CONSIGNE =
Dans l'extrait sur la crise syrienne, remplacez «incontournable» par «essentielle», puis recopiez tout ce qui va de «Ainsi, dans la» jusqu'à «pas été renversé.».

EXTRAIT DU DOCUMENT =
· · · ·
Depuis les indépendances, de nombreux liens complexes sont noués avec l’Afrique, c’est la «Françafrique», terme péjoratif désignant une relation qualifiée de néocoloniale entre la France et d’anciennes colonies en Afrique subsaharienne sur les plans économique, monétaire, diplomatique ou militaire. Ces dernières années, ces liens se sont distendus, comme en ont témoigné les révolutions arabes ou la guerre en Syrie.

La crise syrienne vue par Le Bureau des légendes

Dans le troisième épisode de la troisième saison, la série d’espionnage d’Éric Rochant relève le défi de résumer la crise en Syrie en une minute. La scène se déroule alors que le personnage de Nadia El Mansour prend ses fonctions à la Commission européenne à Bruxelles. Adjointe du commissaire chargé de l’aide humanitaire et de la protection civile, la Syrienne reçoit un cours de la part de son supérieur. Face à une grande mappemonde, le commissaire se lance dans un exposé :

« Hier, ma fille m’a demandé ce qui se passait en Syrie. Elle a 11 ans. J’ai essayé de lui expliquer. Ici... il y a Bachar El-Assad. Il combat les rebelles ici à Alep. Aidé par
les Russes et le Hezbollah* libanais. Ici... il y a l’État islamique*. Là, les Kurdes qui les combattent, aidés par des tribus sunnites, les Américains, les Français et quelques bataillons iraniens. Là, il y a des sunnites*, là les chiites*. Là... les Iraniens qui soutiennent El-Assad contre l’État islamique. L’Arabie Saoudite qui soutient des rebelles...
et les islamistes qui ne sont pas de l’État islamique.

– Elle a compris ?

– Non.»

Le rapide exposé du personnage est simpliste, les belligérants étant réduits à des caricatures : ce sont les gentils (les Kurdes) contre les méchants (l’État islamique), les sunnites contre les chiites... Éric Rochant pense, au moment du tournage de la première saison en 2014, qu’« il est encore question de pourparlers de paix entre le pouvoir syrien et l’opposition sous l’égide des Russes, pour préparer l’après-Bachar El-Assad. Nous sommes avant la guerre, on pense que Bachar va tomber, tôt ou tard, que c’est inéluctable ». Il partage alors la même position que Laurent Fabius, ministre des Affaires étrangères et de la diplomatie française de l’époque.

Ainsi, dans la série, la France apparaît comme une puissance incontournable dans ce conflit. Cependant, dans les faits, elle a été mise à l’écart par son incapacité à convaincre les alliés étasuniens et britanniques d’intervenir militairement en Syrie en 2013 et a subi une défaite politique : le pouvoir syrien n’a pas été renversé.
· · · ·
LISTE =

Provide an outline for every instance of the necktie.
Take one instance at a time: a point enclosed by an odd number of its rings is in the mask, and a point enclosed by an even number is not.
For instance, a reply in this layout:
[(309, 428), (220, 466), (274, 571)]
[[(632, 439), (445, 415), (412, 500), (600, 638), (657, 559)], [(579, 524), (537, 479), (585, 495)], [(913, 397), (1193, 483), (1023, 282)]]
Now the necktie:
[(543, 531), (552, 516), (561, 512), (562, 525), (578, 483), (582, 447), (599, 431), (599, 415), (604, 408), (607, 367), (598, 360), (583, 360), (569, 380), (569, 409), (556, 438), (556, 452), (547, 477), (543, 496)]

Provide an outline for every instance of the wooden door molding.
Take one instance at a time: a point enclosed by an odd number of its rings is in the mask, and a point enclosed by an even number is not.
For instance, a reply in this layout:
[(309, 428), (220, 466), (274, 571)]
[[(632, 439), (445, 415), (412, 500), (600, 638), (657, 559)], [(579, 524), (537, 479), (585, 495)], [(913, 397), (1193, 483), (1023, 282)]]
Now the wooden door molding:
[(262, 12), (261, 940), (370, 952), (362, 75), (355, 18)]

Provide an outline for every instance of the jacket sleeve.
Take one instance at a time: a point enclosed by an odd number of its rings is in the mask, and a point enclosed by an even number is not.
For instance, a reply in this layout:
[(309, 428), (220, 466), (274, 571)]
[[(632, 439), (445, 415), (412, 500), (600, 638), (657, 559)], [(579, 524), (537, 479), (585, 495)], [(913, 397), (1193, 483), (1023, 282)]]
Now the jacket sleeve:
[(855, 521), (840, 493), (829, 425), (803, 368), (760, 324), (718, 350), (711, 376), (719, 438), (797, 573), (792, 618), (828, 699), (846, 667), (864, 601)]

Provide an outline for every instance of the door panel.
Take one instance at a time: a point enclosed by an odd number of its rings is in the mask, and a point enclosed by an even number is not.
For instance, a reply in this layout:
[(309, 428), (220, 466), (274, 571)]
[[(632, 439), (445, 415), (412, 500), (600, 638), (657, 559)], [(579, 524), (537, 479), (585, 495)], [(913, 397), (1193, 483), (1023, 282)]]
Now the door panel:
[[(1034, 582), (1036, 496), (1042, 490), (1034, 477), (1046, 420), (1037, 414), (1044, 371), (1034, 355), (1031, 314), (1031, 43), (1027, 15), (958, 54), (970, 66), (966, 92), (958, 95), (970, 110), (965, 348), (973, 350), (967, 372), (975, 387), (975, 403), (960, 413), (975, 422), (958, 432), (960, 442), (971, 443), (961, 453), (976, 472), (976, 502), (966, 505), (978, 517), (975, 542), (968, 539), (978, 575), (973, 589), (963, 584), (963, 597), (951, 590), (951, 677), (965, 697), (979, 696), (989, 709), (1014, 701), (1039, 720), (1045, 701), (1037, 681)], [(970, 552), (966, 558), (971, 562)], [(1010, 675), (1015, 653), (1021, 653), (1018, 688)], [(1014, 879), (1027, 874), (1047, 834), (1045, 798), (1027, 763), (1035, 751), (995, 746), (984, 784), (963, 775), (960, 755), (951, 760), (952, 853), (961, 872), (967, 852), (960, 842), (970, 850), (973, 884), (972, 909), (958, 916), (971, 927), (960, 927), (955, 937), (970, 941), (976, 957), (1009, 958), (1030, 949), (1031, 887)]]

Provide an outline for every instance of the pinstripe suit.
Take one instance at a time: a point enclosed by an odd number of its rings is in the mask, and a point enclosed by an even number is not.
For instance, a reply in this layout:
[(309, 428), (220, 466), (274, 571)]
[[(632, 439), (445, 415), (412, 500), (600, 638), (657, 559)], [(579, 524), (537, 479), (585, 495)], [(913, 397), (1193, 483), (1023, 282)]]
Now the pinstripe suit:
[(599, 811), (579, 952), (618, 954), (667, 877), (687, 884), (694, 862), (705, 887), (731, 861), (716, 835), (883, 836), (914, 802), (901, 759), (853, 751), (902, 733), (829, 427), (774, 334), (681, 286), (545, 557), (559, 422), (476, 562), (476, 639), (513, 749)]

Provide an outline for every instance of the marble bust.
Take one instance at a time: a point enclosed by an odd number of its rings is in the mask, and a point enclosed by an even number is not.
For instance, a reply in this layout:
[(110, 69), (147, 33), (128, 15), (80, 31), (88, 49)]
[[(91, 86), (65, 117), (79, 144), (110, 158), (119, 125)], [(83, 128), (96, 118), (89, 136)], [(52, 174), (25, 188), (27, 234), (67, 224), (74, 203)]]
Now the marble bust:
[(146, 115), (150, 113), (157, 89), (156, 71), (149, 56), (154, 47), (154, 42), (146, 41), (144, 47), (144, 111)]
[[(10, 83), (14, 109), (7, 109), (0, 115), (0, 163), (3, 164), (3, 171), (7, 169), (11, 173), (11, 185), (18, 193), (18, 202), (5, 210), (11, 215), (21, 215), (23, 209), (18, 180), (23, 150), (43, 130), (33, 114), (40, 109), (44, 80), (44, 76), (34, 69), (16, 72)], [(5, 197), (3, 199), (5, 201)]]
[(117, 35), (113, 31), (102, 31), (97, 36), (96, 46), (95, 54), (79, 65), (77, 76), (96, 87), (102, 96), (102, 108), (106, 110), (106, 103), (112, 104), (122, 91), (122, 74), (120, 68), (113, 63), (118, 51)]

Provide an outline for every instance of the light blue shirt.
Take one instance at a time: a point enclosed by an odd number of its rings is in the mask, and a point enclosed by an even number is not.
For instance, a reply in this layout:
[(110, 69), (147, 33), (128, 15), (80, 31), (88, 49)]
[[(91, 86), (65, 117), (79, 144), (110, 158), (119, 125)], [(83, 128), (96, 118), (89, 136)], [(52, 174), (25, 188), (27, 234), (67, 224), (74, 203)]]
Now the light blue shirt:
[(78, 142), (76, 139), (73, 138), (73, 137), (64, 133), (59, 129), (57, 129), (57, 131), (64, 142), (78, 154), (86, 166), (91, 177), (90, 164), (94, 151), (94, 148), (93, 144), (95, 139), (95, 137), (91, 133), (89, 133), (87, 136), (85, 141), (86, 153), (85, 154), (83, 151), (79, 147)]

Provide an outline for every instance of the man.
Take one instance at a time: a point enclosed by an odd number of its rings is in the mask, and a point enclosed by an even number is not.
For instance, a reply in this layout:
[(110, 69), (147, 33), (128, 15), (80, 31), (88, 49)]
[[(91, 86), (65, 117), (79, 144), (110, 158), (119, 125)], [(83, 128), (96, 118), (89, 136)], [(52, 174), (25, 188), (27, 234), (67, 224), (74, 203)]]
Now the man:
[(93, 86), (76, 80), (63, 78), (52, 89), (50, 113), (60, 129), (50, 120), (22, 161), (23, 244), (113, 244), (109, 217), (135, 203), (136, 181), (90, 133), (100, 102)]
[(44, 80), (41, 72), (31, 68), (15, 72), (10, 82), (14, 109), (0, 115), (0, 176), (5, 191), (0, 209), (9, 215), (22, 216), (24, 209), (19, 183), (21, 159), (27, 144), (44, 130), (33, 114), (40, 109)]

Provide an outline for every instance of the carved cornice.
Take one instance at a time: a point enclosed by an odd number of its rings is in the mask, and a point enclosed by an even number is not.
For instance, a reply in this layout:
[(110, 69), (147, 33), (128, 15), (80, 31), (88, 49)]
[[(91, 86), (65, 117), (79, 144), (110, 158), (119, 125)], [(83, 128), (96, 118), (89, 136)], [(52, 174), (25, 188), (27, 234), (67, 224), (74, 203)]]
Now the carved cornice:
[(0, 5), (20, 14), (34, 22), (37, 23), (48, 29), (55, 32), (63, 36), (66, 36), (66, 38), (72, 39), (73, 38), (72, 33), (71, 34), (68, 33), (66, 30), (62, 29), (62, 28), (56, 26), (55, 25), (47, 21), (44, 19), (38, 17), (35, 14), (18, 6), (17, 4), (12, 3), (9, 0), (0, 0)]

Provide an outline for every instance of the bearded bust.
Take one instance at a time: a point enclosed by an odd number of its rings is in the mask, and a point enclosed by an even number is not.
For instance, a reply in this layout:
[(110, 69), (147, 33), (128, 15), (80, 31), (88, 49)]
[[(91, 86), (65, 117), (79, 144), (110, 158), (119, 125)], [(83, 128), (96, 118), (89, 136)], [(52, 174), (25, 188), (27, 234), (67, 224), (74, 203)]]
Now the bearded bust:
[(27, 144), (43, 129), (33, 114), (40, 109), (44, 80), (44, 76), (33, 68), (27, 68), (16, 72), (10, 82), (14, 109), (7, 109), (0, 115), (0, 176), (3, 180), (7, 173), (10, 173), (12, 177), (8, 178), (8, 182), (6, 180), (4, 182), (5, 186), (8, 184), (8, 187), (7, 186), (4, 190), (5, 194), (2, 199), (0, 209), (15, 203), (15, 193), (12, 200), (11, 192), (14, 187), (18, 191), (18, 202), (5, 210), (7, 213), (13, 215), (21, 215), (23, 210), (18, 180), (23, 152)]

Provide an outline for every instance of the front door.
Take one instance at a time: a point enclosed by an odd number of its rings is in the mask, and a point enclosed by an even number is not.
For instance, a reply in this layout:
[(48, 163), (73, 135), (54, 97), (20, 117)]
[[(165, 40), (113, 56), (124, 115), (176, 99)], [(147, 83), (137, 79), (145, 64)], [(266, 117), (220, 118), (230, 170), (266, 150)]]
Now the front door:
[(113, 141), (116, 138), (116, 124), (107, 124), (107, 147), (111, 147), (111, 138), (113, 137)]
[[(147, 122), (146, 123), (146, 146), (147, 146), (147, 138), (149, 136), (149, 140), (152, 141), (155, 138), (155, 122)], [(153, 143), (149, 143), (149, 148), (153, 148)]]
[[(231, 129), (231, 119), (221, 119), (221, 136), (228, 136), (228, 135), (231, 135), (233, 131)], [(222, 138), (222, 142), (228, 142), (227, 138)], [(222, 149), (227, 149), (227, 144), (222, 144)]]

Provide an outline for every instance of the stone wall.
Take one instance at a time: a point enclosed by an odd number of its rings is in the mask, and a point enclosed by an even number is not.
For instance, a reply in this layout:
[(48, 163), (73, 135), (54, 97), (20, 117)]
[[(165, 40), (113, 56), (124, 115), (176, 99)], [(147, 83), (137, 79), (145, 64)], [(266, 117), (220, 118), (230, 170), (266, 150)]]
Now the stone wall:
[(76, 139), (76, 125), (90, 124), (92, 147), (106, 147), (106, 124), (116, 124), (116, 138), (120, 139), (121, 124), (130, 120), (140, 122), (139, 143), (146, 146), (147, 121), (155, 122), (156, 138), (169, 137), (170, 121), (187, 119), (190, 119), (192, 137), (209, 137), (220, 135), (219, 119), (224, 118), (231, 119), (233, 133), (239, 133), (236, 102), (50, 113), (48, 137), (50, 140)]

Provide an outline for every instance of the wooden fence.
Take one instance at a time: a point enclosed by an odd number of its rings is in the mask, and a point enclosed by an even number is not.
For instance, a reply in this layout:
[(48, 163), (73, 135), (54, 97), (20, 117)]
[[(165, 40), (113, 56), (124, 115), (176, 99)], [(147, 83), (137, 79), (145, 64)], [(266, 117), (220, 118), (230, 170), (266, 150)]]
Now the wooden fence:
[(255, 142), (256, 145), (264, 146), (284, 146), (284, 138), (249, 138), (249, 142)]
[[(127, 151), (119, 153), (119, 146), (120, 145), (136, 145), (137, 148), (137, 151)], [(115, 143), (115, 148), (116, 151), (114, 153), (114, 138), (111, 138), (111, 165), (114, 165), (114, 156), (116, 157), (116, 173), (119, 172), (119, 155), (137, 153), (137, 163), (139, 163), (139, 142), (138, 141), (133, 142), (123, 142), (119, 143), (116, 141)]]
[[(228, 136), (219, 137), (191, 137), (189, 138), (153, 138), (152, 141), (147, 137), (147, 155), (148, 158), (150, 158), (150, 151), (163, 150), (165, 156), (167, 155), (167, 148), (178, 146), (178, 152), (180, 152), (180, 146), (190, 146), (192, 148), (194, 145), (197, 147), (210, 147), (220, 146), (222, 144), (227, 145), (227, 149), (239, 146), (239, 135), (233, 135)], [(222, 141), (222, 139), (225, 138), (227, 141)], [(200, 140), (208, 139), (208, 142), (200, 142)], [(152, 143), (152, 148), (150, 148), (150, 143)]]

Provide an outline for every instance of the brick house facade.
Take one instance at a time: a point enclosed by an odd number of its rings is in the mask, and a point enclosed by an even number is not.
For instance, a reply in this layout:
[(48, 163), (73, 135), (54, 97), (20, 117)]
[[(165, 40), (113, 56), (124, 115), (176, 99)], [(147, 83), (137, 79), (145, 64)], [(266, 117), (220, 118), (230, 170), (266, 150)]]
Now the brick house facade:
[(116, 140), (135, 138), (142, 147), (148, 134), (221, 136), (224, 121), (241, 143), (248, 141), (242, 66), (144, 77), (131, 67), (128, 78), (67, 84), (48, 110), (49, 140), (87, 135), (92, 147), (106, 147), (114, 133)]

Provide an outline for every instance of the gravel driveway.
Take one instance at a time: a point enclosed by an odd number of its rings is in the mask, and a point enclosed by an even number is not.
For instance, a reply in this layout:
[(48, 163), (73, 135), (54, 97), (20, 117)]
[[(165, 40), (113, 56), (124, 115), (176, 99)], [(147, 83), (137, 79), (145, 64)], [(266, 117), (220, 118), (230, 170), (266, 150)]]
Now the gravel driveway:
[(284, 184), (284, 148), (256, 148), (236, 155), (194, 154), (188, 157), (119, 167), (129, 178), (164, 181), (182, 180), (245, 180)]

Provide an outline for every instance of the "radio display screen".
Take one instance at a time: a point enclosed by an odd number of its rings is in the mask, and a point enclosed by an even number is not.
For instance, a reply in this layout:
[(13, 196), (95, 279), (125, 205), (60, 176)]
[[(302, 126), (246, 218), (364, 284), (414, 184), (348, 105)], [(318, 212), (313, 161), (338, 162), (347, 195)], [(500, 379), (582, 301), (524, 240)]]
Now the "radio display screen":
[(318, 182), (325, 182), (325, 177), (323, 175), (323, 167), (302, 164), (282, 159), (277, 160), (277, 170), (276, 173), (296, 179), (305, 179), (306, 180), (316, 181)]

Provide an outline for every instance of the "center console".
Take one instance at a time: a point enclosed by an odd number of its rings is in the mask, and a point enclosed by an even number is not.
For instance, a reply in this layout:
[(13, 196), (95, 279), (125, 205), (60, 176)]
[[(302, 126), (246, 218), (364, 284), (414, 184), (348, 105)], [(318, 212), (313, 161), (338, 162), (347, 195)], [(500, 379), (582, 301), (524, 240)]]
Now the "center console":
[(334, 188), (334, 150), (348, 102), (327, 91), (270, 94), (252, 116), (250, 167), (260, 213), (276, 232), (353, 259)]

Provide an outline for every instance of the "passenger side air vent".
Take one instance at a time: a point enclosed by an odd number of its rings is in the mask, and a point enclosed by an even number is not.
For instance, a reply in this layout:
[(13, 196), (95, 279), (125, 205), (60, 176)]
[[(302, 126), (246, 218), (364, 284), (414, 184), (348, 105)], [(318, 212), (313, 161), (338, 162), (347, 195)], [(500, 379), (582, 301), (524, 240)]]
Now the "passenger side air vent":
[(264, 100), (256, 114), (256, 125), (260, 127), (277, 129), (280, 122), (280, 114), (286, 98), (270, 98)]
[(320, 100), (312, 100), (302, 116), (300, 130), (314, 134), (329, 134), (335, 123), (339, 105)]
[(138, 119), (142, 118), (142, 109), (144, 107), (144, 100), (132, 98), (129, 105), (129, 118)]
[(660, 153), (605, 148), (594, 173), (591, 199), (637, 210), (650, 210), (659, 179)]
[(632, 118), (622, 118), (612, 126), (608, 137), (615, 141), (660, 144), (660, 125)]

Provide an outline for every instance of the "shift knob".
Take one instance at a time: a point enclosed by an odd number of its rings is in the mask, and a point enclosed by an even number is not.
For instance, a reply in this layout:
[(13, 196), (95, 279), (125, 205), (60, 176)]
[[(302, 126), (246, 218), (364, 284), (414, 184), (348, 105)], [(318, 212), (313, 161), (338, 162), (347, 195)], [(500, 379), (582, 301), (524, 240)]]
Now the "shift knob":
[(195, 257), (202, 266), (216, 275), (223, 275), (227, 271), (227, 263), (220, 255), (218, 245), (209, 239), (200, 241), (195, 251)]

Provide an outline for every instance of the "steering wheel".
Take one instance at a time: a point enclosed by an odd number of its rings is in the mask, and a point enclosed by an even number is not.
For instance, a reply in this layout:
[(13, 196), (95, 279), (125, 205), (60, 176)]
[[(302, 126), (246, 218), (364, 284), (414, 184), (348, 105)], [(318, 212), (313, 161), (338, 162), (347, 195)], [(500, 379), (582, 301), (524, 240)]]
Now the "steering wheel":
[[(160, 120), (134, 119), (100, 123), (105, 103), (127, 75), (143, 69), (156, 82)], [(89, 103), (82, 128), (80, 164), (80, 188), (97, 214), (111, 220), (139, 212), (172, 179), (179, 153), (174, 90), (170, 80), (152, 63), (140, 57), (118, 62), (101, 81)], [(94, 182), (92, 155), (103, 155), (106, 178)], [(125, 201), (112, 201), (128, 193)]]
· · · ·
RÉSULTAT FINAL =
Ainsi, dans la série, la France apparaît comme une puissance essentielle dans ce conflit. Cependant, dans les faits, elle a été mise à l’écart par son incapacité à convaincre les alliés étasuniens et britanniques d’intervenir militairement en Syrie en 2013 et a subi une défaite politique : le pouvoir syrien n’a pas été renversé.